--- START MATERIALS PROVIDED ---
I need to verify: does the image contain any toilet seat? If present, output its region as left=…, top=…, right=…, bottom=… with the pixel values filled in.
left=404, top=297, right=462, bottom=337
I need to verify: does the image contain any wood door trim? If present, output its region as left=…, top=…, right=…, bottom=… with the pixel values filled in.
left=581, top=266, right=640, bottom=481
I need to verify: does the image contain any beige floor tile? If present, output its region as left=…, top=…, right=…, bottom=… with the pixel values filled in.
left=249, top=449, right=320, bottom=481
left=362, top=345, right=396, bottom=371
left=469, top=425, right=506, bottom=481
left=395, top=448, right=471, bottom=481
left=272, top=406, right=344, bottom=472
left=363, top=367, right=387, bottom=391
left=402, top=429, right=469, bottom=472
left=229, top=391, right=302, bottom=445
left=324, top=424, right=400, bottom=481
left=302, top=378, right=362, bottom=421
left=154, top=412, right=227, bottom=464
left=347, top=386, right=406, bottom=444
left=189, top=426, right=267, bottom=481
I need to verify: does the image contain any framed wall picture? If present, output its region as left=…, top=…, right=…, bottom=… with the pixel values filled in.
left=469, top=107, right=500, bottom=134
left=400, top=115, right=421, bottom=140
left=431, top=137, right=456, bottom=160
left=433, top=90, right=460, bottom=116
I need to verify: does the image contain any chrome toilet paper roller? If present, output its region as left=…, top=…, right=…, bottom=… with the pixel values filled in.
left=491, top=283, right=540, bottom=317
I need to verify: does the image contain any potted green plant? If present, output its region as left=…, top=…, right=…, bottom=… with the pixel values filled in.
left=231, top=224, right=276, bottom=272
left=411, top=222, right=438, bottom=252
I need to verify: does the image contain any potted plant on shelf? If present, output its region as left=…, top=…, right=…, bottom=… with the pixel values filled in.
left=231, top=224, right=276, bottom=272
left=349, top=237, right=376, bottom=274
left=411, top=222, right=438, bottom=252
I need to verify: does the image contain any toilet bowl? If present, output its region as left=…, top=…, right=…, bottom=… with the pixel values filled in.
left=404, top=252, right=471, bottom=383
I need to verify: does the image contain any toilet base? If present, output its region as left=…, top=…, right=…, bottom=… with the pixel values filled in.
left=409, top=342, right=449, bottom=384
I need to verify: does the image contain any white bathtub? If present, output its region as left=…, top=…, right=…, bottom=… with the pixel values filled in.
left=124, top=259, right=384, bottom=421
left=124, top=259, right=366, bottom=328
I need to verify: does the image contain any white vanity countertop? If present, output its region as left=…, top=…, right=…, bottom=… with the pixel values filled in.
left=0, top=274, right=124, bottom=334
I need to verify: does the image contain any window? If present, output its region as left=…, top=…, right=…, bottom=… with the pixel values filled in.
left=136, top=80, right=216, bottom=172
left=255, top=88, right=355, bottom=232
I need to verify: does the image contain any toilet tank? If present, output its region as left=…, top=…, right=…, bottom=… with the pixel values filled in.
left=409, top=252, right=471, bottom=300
--- END MATERIALS PROVIDED ---
Which rows above contain the word "plant", with case counting? Copy each of those rows in full.

I need to verify: does the image contain any potted green plant? If present, output its region as left=…, top=…, right=…, bottom=… with the pixel values filled in.
I need to verify: does the image contain any potted plant on shelf? If present, output its region as left=…, top=…, right=…, bottom=… with the pixel values filled in.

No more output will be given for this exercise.